◆ Exercise instructions ◆
Starting at the first line of the records below, transcribe each line exactly, ending with the line that contains "like [(212, 706)]".

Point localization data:
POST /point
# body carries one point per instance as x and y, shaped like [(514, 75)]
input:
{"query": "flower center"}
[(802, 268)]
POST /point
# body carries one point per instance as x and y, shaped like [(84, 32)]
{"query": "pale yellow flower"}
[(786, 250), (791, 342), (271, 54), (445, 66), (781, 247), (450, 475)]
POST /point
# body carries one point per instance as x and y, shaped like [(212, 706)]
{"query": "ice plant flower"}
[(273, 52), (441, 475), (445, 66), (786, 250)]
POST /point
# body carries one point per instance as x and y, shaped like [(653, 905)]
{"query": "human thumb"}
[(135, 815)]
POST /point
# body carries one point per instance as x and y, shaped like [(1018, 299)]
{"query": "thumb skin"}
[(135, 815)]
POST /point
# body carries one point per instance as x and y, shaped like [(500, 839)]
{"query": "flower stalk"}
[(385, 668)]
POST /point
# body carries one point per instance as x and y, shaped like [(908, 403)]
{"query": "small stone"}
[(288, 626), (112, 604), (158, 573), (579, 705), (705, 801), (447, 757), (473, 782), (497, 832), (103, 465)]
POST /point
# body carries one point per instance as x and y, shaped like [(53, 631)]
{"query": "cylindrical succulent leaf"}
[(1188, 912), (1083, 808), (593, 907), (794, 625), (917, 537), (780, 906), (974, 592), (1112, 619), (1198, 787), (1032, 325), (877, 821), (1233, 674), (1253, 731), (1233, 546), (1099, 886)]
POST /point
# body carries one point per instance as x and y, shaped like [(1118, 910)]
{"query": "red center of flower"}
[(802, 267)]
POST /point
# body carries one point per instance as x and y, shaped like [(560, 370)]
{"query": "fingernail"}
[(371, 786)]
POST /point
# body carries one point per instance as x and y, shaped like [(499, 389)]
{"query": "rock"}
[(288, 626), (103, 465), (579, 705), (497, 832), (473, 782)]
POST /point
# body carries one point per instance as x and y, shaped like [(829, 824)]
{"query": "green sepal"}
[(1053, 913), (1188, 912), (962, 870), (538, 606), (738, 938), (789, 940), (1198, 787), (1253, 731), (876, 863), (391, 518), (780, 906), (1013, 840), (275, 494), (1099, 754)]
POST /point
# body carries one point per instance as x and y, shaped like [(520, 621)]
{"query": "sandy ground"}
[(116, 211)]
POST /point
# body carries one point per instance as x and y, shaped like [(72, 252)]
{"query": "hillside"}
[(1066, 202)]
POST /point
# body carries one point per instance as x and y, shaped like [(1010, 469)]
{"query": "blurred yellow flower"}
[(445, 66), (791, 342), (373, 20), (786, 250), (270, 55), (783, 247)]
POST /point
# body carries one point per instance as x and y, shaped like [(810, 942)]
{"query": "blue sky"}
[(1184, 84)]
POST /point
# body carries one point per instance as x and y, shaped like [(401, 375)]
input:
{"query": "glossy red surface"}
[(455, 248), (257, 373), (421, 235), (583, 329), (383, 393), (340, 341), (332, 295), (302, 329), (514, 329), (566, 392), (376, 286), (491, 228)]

◆ Your response ◆
POST /point
# body carries one point per instance as x and y, shaped like [(514, 75)]
input:
{"query": "flower center"}
[(802, 268)]
POST /point
# body carries one point per instance as x and y, shaped like [(84, 32)]
{"query": "pale yellow flower"}
[(786, 250), (791, 342), (271, 54), (445, 66), (781, 247), (450, 475)]
POST /point
# body carries one point per instance as x and y, shaped like [(212, 706)]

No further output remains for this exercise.